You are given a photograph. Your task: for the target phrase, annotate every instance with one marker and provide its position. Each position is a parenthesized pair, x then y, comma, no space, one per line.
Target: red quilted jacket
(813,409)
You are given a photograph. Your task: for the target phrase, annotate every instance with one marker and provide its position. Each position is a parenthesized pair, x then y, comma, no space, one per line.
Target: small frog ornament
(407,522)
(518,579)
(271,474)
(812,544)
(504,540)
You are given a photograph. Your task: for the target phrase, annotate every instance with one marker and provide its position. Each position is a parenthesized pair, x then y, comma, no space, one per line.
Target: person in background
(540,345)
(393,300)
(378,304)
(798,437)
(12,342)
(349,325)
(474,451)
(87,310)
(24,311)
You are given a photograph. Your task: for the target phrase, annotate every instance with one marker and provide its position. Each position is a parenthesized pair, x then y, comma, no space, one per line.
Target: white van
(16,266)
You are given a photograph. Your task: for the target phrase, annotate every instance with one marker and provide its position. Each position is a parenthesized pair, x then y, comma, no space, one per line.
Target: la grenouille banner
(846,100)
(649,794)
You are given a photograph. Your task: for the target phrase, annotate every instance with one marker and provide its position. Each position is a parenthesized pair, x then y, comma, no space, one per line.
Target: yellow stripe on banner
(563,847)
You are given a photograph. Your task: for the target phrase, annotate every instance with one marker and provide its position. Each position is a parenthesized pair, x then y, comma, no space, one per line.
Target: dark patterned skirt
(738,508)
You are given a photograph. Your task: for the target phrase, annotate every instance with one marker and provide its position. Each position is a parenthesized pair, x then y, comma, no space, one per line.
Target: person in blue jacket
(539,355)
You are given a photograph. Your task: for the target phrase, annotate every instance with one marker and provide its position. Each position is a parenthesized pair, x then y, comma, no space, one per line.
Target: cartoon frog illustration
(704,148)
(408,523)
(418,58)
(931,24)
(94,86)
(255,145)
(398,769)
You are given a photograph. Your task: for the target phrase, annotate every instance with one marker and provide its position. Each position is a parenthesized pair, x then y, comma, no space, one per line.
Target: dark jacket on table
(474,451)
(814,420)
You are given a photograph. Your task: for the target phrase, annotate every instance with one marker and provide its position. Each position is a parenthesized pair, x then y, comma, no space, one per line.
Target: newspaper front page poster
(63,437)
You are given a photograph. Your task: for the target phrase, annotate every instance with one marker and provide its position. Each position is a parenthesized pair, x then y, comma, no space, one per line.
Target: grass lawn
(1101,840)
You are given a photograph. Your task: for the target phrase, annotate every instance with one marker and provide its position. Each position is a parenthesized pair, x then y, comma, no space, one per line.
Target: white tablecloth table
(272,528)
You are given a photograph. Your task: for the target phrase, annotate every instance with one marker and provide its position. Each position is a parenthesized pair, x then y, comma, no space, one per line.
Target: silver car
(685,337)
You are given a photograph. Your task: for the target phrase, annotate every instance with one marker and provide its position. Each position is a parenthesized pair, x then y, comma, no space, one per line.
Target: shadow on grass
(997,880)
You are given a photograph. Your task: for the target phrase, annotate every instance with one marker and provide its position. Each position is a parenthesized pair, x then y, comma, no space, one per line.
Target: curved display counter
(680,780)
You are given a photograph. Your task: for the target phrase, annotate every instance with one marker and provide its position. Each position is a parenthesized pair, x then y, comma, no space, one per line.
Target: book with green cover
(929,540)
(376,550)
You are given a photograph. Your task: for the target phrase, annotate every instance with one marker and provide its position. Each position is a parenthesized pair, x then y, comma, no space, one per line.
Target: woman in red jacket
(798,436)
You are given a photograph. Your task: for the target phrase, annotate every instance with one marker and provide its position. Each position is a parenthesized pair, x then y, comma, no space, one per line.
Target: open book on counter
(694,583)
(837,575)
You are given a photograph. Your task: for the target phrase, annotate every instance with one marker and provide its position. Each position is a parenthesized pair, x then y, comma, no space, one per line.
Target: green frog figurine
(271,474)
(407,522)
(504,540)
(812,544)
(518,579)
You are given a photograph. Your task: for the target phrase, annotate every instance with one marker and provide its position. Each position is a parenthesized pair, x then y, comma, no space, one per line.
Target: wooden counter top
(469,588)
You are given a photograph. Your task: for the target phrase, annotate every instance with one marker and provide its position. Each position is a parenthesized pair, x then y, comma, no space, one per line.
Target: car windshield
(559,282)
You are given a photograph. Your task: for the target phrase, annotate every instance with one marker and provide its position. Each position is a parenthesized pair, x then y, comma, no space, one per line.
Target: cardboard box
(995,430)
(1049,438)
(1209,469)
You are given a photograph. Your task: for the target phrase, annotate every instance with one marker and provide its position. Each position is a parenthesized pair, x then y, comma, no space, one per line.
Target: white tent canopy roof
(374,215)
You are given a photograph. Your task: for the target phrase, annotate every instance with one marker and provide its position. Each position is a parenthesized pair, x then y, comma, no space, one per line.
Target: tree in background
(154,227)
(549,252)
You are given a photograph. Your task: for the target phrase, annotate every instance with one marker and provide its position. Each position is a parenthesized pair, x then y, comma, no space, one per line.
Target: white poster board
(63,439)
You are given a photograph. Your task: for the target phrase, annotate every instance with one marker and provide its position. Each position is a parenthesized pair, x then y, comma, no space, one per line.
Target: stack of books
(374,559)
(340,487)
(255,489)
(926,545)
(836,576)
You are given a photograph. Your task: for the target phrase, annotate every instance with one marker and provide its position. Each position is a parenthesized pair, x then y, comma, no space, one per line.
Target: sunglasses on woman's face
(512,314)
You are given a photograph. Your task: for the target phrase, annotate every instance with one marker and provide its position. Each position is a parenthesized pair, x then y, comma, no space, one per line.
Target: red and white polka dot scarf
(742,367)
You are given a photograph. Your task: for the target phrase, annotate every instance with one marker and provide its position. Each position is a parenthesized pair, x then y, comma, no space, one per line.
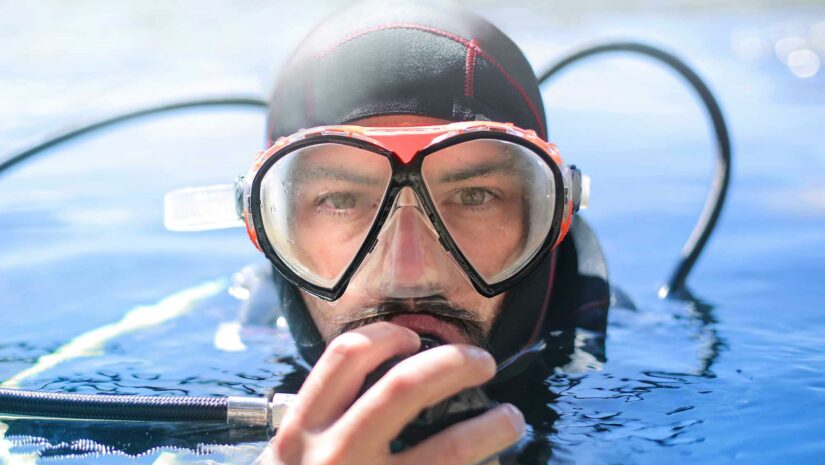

= = = =

From the items above, copy each line that contains the word "frog".

» **Exercise answer**:
Target: small frog ornament
Target: cartoon frog illustration
Target: green frog figurine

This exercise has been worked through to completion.